Entries provided:

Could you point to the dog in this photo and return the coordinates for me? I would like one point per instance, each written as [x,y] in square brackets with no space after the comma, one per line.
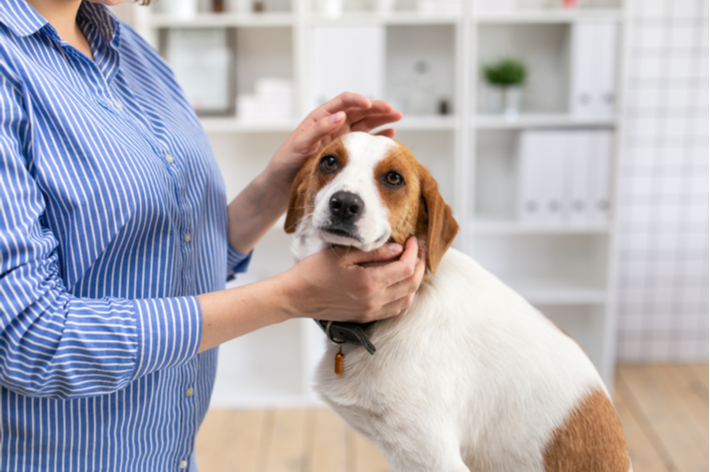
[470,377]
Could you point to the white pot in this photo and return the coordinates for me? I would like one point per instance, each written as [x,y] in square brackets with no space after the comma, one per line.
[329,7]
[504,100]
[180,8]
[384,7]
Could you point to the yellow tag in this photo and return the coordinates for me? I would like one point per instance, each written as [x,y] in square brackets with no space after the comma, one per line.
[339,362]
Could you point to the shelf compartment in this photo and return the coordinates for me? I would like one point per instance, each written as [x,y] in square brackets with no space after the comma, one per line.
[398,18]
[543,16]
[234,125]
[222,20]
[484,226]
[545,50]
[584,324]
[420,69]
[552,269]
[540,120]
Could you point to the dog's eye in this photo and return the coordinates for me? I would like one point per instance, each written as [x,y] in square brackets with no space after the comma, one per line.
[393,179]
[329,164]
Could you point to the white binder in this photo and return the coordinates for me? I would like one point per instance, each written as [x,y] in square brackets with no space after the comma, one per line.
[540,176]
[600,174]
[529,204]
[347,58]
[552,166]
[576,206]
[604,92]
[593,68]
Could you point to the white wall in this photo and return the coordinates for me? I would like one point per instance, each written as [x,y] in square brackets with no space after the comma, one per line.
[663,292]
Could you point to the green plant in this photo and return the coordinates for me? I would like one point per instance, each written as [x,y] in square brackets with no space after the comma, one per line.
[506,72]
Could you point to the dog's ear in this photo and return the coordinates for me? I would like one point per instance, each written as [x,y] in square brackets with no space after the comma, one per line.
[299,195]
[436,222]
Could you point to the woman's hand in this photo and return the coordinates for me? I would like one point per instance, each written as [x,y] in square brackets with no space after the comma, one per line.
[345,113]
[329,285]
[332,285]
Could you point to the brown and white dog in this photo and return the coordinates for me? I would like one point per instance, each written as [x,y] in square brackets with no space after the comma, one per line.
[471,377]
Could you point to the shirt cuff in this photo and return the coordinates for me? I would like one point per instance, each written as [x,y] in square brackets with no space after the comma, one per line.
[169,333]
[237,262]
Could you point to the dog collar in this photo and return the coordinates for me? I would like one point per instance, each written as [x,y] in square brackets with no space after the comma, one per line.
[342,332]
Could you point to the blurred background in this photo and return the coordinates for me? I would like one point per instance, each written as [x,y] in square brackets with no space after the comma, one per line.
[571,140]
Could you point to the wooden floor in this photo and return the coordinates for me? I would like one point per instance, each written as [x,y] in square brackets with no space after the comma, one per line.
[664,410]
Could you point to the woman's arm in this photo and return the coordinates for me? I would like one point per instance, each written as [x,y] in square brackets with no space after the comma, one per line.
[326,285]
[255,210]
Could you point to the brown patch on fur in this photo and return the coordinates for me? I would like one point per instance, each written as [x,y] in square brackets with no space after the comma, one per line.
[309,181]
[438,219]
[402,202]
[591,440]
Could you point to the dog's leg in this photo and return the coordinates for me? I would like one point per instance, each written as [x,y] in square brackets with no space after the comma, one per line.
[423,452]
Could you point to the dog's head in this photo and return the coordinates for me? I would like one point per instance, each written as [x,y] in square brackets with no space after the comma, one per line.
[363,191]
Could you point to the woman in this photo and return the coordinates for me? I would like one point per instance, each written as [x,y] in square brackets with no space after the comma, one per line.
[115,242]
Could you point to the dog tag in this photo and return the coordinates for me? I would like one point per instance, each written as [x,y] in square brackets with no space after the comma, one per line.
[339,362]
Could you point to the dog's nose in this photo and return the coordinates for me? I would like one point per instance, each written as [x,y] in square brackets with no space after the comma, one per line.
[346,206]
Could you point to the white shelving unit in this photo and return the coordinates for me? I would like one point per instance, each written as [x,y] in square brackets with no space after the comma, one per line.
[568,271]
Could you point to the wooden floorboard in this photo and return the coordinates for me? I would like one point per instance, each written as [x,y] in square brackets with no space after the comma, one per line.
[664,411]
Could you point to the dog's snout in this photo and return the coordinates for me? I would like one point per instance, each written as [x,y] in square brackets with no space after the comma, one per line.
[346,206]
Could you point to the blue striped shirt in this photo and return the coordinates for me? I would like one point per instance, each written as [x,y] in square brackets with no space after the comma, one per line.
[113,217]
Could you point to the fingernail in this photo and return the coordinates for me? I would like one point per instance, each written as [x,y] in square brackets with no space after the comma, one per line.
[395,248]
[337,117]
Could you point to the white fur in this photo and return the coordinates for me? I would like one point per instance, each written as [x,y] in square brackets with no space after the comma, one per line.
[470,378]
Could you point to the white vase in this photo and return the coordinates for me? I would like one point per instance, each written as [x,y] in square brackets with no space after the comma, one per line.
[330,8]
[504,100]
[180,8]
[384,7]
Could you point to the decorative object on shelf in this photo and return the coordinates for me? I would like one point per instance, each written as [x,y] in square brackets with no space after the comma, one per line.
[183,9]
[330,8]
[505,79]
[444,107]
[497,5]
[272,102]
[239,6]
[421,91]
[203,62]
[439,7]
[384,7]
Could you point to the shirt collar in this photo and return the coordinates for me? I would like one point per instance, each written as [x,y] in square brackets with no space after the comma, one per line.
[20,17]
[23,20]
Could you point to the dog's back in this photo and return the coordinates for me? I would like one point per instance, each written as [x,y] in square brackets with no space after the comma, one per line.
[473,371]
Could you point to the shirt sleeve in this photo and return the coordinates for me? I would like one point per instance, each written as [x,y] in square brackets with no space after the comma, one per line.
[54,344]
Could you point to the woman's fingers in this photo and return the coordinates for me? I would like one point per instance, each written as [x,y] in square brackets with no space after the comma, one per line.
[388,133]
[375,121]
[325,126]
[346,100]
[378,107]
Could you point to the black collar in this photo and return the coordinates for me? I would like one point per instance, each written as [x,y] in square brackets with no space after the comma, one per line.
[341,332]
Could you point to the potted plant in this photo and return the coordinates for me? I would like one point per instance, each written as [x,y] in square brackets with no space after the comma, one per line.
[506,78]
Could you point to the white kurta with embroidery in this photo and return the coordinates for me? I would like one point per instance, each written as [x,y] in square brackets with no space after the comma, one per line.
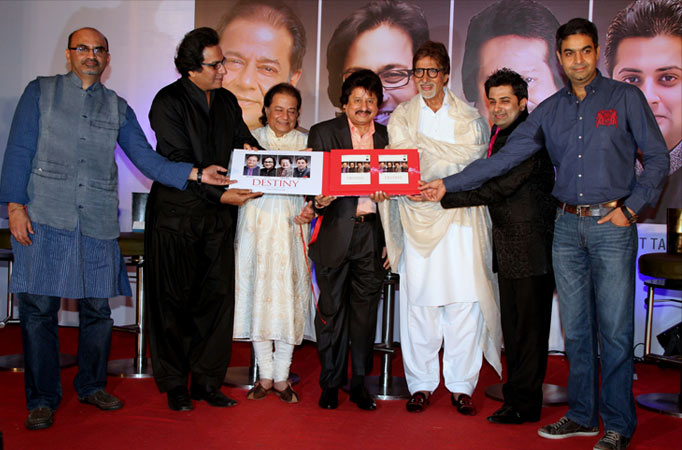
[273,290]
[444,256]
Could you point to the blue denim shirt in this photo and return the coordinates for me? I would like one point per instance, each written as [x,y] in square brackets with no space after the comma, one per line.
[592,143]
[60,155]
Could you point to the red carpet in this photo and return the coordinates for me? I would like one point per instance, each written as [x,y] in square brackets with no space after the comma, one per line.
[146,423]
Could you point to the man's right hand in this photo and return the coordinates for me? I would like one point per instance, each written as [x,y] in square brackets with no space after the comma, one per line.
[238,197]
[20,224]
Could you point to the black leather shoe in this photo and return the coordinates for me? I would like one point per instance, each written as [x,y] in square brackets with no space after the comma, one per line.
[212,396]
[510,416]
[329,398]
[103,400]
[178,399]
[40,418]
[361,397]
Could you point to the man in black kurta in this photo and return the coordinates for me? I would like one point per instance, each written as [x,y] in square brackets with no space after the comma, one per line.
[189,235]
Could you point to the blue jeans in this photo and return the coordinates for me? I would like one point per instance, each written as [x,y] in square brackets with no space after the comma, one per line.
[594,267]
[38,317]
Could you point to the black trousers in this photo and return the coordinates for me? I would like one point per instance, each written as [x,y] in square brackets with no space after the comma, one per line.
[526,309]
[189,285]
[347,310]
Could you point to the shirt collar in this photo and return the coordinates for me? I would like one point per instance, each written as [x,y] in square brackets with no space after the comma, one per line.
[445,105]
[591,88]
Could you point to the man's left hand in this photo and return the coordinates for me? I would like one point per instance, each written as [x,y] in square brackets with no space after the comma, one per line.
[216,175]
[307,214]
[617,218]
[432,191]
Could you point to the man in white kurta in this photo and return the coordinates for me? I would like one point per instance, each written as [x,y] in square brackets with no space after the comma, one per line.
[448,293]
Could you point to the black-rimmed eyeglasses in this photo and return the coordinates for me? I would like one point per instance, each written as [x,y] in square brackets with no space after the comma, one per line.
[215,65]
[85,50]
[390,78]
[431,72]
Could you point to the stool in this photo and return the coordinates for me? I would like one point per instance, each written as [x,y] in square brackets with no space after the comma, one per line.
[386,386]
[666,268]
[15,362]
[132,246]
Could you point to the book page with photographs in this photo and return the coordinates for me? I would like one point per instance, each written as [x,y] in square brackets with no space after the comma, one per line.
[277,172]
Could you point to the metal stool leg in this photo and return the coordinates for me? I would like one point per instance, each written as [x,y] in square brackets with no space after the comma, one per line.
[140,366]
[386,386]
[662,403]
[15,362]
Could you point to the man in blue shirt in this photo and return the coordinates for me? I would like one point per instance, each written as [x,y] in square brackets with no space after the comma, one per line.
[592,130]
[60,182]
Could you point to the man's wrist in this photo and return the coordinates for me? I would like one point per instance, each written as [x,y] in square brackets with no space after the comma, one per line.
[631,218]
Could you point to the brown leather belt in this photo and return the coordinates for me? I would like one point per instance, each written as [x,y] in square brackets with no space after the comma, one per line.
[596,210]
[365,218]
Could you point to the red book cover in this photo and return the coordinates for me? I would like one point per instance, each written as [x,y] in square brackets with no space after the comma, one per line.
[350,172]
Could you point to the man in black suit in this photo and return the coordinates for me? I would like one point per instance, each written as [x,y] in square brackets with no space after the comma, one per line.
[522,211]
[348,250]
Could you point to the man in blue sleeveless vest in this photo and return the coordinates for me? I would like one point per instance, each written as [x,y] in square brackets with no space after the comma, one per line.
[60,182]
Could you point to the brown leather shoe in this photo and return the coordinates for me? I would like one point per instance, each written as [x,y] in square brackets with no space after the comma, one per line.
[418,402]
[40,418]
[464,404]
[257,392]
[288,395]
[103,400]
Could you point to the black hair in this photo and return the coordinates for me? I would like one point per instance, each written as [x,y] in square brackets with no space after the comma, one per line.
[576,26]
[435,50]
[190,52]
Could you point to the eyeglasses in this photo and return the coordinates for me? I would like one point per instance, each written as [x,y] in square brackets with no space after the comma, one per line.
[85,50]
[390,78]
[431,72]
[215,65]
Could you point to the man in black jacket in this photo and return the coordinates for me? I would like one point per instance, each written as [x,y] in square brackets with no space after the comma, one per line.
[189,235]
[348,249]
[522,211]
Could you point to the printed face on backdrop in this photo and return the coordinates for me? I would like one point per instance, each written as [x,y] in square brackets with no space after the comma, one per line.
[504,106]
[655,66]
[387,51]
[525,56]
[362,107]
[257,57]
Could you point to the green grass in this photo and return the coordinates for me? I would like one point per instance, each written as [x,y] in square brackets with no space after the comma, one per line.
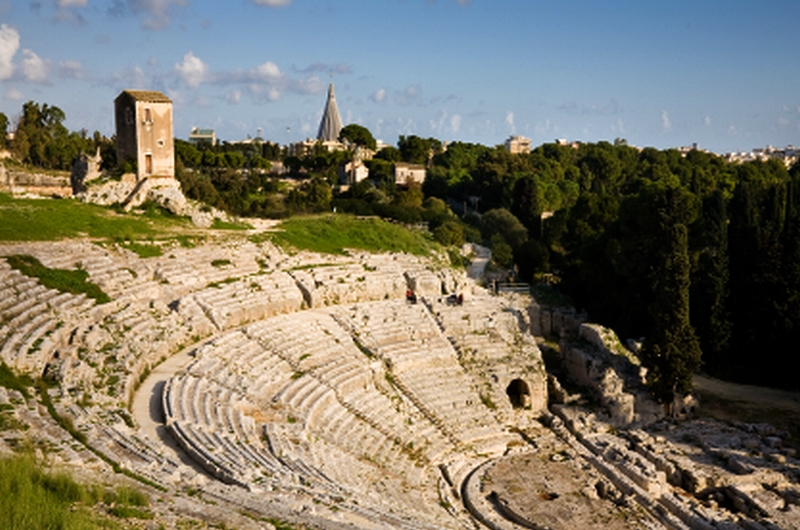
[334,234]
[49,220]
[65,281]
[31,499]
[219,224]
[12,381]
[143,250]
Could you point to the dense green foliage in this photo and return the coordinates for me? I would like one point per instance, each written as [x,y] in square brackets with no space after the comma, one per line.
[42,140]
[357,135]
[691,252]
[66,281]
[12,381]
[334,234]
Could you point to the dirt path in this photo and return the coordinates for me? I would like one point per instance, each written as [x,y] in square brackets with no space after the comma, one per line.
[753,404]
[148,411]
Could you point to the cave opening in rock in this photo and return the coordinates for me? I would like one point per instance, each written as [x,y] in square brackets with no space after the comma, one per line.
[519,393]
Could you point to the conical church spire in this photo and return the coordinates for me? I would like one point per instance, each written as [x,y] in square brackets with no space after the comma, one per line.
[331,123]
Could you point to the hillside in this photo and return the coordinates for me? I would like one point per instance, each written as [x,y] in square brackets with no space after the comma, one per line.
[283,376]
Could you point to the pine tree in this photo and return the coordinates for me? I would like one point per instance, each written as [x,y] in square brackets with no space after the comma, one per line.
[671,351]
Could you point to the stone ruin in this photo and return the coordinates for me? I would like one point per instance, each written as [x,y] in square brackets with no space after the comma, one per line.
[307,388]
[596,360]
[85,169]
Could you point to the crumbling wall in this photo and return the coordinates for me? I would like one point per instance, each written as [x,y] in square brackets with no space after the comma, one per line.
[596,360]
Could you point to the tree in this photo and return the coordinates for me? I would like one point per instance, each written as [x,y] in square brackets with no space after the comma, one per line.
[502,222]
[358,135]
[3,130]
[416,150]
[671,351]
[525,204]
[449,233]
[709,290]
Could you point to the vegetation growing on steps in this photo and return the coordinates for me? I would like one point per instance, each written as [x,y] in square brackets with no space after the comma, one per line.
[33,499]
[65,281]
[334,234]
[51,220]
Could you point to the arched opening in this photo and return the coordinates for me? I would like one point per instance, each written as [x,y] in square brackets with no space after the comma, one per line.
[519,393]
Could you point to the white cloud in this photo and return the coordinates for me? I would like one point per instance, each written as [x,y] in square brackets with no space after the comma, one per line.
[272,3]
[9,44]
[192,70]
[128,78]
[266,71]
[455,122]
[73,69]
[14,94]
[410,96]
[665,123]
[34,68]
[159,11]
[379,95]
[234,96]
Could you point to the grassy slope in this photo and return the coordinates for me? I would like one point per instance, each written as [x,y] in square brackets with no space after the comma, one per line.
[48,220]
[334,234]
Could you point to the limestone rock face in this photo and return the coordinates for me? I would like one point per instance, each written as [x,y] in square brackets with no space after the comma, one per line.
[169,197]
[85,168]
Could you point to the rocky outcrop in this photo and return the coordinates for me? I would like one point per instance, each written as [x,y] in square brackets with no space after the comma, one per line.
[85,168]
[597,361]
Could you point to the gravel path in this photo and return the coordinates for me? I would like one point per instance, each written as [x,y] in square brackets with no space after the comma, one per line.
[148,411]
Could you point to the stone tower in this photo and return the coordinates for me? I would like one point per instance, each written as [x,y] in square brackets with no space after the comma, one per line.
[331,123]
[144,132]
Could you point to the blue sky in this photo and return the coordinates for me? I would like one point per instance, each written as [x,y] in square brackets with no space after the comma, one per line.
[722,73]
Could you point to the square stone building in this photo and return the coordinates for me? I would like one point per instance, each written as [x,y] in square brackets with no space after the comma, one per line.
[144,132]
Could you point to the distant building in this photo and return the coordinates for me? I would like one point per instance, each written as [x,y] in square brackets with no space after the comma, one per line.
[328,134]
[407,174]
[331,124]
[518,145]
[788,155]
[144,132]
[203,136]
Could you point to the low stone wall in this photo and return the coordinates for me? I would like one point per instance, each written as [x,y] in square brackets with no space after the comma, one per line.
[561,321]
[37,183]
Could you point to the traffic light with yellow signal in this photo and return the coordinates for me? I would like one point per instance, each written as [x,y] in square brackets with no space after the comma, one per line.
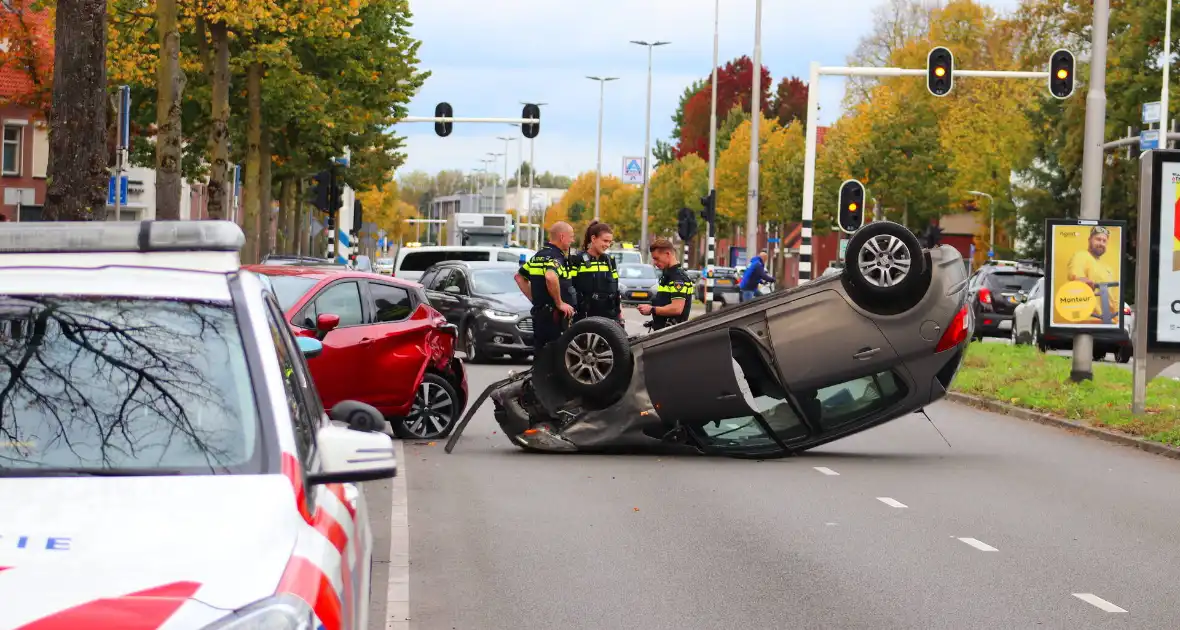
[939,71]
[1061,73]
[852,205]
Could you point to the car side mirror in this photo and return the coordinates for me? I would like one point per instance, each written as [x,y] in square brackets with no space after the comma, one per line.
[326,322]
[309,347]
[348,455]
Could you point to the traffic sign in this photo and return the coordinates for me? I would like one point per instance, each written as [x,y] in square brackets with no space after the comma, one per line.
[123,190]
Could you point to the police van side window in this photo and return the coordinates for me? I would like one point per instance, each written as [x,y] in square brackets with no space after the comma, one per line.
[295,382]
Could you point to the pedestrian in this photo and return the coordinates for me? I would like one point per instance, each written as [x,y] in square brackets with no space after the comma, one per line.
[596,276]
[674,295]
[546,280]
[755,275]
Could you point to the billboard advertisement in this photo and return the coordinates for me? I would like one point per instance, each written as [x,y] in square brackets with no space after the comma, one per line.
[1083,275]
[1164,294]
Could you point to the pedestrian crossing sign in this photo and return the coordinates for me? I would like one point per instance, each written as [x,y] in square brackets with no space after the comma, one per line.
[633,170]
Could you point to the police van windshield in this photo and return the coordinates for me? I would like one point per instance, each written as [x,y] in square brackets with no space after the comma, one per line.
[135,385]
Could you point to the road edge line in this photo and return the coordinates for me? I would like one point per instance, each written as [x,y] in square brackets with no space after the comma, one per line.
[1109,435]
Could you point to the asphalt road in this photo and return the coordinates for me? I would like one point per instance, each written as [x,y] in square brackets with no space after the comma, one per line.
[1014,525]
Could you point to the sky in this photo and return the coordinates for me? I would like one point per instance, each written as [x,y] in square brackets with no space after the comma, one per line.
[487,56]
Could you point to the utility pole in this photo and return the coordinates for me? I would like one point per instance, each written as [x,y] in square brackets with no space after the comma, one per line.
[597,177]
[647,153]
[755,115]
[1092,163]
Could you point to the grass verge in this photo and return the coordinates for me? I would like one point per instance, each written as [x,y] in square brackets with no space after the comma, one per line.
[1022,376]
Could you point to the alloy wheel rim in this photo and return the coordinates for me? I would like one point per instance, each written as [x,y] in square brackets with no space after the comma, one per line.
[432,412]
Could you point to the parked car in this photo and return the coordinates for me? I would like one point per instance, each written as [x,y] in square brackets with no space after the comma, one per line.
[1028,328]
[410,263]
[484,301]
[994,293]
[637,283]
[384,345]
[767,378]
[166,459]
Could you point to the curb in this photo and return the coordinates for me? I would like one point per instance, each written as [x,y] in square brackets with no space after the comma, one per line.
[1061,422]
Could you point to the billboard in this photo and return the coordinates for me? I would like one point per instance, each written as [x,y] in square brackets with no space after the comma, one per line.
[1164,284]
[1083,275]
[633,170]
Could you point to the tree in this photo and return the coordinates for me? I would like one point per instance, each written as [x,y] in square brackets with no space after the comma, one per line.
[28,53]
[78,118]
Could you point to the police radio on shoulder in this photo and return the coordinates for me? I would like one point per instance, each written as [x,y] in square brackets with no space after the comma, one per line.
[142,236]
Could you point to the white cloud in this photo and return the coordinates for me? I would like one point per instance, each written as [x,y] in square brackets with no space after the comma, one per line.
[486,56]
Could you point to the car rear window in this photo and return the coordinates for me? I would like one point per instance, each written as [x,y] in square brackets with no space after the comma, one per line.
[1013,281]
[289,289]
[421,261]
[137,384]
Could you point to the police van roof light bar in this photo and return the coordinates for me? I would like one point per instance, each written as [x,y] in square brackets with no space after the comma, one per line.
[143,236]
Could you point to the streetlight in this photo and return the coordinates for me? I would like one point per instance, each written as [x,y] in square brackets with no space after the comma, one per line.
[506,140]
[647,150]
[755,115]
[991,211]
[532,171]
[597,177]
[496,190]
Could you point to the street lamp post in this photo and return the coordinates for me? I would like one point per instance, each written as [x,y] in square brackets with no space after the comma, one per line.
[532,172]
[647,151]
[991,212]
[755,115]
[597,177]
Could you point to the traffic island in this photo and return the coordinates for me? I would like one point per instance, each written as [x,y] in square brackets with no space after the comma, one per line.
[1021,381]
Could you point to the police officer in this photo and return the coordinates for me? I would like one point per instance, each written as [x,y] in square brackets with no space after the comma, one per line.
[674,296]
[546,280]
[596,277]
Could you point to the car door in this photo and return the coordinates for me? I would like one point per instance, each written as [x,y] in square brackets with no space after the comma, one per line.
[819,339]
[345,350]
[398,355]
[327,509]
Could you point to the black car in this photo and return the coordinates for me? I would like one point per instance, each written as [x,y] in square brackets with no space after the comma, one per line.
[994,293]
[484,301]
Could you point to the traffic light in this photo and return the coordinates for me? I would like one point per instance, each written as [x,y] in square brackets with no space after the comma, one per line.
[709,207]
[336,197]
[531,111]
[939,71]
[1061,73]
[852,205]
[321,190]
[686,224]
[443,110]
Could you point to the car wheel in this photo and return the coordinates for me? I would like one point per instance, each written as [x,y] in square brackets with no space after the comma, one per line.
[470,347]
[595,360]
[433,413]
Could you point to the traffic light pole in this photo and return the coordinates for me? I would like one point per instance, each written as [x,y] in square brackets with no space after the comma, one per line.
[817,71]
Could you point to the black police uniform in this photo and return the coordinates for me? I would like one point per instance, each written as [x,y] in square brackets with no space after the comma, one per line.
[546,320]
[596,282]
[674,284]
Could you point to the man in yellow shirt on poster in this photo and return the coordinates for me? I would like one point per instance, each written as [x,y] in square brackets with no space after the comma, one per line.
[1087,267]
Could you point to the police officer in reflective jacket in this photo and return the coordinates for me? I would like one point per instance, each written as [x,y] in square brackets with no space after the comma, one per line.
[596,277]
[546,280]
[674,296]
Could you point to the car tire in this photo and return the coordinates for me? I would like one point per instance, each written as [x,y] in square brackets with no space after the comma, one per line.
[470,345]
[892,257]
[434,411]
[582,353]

Exercise prompt:
Begin with the line that contains "Could you point to the car wheel" and quote each line after it exactly, stopping after the last line of the data.

Exercise answer:
Could you point to the car wheel in this photo and return the coordinates for me? I would like one point per instance, each written as [x,y] in square brackets with no space after the comma, one per line.
[470,347]
[595,360]
[433,413]
Could you point to the traffic light pole in this photo and return the coordinates for me? I would like one point per instance, each written as [x,y] in square brackets with no space after the comma, one per line.
[817,71]
Could you point to the black police uniform in this photo and return the coordinates for me? I would like one point per instance, each written as [x,y] in square brackets with no space after the comma, one per line.
[546,320]
[596,282]
[674,284]
Could you point to the man in yellow shirt on poster in this photo and return the coordinates for me? I would like one point per instance, each written as [x,y] in square brackets with no space after the comma, one per line.
[1087,267]
Could you point to the police officer in reflective jacket in this photo and return the coordinates for me? I would like one point per instance, each written as [x,y] in square brackets with no space after the comma, one per line.
[596,277]
[546,280]
[674,296]
Could you point to the car tire in this photo and return the coordinates for me? I would like one point per instance, each written as [x,y] in square brackets with no space after the comma, one per line.
[470,345]
[892,257]
[434,411]
[582,353]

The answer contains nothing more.